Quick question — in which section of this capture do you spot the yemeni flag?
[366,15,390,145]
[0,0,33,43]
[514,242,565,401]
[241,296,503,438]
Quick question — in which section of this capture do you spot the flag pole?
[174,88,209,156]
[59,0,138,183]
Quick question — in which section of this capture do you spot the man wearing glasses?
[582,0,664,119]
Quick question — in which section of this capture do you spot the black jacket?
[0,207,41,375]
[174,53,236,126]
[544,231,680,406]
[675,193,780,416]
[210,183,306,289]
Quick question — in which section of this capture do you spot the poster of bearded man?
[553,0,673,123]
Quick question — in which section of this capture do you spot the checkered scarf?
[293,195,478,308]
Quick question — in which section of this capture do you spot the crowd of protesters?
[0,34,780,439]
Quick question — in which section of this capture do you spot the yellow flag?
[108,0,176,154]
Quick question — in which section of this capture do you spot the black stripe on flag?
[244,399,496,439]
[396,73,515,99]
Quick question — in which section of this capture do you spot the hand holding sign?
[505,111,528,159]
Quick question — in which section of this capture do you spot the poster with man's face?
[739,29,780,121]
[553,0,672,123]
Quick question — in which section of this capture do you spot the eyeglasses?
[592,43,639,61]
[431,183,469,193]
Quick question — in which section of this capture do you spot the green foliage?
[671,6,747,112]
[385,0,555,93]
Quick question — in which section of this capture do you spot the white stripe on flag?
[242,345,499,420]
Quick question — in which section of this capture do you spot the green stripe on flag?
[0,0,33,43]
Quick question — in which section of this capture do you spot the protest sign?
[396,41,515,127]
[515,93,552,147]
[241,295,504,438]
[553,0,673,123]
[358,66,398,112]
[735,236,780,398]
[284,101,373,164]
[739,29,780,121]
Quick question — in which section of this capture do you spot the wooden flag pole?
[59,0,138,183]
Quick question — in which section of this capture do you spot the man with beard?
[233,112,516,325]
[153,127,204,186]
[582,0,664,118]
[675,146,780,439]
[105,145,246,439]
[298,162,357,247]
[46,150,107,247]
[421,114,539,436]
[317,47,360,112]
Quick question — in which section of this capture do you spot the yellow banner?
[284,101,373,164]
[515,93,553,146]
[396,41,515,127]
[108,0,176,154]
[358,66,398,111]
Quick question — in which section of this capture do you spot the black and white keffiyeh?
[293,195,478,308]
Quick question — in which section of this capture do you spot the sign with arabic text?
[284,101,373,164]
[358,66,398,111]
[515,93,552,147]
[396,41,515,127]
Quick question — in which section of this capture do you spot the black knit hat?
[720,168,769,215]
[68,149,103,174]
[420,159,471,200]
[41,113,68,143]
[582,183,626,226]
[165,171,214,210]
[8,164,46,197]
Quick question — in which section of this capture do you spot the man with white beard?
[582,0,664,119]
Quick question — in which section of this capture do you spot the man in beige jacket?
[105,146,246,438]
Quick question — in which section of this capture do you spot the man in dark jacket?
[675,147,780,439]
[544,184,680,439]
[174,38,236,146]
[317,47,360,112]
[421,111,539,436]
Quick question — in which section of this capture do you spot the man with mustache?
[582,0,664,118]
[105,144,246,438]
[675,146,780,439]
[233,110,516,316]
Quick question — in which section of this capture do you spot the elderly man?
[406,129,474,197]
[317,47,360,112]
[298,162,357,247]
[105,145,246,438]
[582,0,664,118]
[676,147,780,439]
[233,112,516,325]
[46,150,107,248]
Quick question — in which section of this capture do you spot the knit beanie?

# [Instructions for the task]
Copy the listing word for word, from its first line through the line holding "[242,345,499,420]", with both ends included.

# [Exercise output]
Quick question — in which section of this capture do you spot the yemeni flag?
[366,15,390,145]
[0,0,33,43]
[514,242,565,401]
[241,296,503,438]
Quick question — in which section of this capture do you spot the flag pole?
[174,88,209,156]
[59,0,138,183]
Quick question — in which section of this capture do you spot the man wearing glasses?
[582,0,664,119]
Quick question — in which section of this capture do you spot the black jacket?
[0,207,41,375]
[174,53,236,126]
[544,231,680,406]
[675,193,780,416]
[210,183,306,289]
Quick question — in which section of this capture do you spot the poster of bearded man?
[553,0,673,123]
Quick question — in which section of this capture do you spot the checkered scarf?
[293,195,478,308]
Quick question — in which section of this capture do you spot the crowd of protesters?
[0,34,780,439]
Quick question — in which section of this capture do you spot the yellow flag?
[108,0,176,154]
Quick question — in which section of this capture do you spot the black stripe on flag?
[244,399,496,439]
[396,73,515,99]
Quick question — in which section of this capture do you spot the hand holding sign?
[505,111,528,159]
Quick question — in which section of this capture do you spot the poster with man's face?
[739,29,780,121]
[553,0,672,123]
Quick question — in which section of this capture do you spot the eyeglasses?
[592,43,639,61]
[431,183,469,193]
Quick question — in which section of this capture do you spot the green foliage?
[671,6,747,112]
[385,0,555,93]
Quick question — in which section of this capture do you spot the white stripe on flag?
[242,345,499,420]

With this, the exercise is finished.